# WHAT YOU WILL DO:
From the line that includes "locate scooter rider, a point per instance." to the last line of the data, quote each line precisely; both boundary lines belong in the answer.

══════

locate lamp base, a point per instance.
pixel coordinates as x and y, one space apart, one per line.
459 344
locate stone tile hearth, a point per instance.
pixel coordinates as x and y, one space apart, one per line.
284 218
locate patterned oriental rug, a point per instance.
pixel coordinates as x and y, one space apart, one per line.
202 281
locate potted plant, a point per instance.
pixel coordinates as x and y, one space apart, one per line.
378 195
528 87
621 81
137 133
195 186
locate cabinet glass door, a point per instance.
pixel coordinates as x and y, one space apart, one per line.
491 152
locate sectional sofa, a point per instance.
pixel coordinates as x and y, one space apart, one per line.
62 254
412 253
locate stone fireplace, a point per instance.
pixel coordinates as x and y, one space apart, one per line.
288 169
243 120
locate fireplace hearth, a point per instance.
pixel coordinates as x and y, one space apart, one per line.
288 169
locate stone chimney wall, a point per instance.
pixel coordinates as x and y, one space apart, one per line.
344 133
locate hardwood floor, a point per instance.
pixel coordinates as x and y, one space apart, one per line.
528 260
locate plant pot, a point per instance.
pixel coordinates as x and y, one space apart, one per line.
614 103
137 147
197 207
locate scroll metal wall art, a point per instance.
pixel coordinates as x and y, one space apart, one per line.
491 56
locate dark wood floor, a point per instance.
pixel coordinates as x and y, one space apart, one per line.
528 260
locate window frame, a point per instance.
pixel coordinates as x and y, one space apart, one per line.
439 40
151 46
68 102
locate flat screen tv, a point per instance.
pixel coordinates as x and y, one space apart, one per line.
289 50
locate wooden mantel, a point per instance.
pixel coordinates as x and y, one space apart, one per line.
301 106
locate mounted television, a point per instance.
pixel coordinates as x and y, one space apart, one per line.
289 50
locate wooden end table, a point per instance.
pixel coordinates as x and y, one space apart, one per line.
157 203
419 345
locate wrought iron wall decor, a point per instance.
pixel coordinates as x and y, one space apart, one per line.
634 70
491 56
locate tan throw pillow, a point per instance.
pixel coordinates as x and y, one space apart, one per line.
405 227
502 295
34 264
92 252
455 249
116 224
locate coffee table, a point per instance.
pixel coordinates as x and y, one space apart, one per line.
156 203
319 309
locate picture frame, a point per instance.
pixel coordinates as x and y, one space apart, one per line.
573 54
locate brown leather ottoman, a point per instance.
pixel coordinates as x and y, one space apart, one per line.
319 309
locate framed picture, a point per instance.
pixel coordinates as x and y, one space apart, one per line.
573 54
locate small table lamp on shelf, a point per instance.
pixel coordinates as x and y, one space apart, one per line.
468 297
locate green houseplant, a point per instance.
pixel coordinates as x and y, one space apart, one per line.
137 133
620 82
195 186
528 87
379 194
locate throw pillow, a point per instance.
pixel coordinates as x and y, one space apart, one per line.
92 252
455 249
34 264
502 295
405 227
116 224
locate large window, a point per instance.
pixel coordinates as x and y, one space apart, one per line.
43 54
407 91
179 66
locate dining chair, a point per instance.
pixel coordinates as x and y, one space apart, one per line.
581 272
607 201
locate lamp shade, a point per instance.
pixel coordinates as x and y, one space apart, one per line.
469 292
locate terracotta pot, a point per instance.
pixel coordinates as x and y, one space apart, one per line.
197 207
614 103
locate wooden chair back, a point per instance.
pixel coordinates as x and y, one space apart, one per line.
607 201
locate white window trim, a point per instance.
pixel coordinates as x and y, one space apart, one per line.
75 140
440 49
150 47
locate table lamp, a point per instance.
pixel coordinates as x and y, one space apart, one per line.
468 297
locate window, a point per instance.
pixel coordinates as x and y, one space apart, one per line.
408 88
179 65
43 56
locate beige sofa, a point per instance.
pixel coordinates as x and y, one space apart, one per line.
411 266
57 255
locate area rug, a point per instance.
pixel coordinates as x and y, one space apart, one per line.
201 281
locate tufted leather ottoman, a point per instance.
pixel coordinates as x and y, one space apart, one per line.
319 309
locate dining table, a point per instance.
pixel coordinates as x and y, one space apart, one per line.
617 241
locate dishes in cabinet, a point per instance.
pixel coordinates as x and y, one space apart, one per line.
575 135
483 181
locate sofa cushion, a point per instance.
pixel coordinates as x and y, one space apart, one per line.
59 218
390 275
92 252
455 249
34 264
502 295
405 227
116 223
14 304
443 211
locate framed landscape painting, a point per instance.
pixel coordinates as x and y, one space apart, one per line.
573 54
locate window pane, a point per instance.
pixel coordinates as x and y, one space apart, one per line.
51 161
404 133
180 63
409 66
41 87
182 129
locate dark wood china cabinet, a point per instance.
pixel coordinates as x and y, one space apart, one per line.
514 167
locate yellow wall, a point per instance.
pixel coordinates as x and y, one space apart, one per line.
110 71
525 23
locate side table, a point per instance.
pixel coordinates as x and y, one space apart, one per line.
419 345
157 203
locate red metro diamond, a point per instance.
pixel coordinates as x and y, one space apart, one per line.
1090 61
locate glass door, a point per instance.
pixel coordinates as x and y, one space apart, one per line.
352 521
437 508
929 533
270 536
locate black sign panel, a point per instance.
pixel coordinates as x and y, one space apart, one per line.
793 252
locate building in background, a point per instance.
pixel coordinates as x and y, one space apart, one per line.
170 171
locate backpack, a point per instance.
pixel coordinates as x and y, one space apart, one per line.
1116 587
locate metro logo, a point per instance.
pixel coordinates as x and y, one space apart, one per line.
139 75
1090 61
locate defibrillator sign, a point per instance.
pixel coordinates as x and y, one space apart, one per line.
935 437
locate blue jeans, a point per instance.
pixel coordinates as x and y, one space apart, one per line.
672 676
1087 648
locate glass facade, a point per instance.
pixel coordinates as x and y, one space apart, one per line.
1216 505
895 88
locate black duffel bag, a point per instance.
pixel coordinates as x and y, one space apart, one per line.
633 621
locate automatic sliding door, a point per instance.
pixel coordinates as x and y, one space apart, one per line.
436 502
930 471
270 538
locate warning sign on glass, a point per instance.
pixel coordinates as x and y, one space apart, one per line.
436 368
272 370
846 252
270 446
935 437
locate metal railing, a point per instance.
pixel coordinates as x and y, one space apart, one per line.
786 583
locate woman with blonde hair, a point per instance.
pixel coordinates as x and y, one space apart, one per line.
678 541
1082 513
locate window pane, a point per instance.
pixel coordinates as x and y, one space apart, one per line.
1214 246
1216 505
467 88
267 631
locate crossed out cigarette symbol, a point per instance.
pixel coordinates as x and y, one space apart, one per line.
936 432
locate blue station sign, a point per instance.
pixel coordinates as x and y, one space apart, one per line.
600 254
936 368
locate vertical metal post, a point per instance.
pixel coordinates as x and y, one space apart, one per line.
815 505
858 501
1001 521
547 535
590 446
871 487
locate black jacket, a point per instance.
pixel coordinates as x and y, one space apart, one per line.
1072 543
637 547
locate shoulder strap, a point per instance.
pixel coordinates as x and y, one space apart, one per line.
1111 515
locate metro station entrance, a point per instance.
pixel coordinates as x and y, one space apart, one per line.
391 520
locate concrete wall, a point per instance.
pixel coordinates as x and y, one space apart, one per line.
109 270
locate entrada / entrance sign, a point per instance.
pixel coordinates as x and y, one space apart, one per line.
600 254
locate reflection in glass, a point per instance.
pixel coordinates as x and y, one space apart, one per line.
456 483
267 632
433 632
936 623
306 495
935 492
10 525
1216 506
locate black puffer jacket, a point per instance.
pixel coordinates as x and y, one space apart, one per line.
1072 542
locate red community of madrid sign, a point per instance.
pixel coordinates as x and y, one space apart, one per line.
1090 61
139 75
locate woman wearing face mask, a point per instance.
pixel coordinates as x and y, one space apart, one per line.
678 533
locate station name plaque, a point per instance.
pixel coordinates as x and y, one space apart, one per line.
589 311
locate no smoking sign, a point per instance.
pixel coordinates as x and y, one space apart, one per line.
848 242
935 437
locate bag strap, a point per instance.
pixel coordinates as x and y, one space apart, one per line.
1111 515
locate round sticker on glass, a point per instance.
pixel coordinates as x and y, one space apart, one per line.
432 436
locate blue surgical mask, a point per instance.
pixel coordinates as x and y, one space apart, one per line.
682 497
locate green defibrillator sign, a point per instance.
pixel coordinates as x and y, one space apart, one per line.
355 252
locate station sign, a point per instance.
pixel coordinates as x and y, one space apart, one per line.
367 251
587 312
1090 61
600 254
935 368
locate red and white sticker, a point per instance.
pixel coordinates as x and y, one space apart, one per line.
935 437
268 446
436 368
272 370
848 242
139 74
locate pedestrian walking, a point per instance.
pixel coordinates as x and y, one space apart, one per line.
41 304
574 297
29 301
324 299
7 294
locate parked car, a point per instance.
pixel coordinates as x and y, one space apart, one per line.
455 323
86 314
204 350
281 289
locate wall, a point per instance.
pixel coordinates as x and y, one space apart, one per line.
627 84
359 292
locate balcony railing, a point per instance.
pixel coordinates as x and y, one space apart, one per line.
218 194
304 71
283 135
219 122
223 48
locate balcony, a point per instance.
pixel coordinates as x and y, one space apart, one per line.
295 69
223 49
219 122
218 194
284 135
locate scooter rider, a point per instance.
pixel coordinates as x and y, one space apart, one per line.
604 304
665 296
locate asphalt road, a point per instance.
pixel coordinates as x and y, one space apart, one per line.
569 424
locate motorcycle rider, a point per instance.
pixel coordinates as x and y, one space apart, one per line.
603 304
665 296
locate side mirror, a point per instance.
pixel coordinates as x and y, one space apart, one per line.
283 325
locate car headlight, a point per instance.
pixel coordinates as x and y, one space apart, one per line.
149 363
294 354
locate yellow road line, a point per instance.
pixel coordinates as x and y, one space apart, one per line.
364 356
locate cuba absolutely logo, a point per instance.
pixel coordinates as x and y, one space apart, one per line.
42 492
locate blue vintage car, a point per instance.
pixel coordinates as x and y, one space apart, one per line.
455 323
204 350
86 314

══════

# RESPONSE TO THE TASK:
locate scooter rider, a point per instance.
pixel coordinates as x and y, one space apart, one per line.
604 304
665 296
locate asphalt road, a point per instance.
pixel coordinates as x and y, one space apart, one per line.
569 424
locate motorcycle rider, a point per instance.
pixel coordinates as x and y, one space apart, one per line.
603 304
665 296
locate side mirror, a point per instance.
pixel coordinates as x and y, one space apart, one per line.
283 325
locate car headlight, a point per instance.
pixel coordinates as x and y, one space apart, one per line.
149 363
294 354
locate yellow road line, a point per instance.
pixel coordinates as x and y, one space apart, one per line.
364 356
locate cuba absolutely logo, a point per instance.
pixel coordinates as x and y, one space apart, one per line.
42 492
locate blue vintage car, a point per instance.
pixel coordinates as x and y, one space apart, one per line.
455 323
204 350
86 314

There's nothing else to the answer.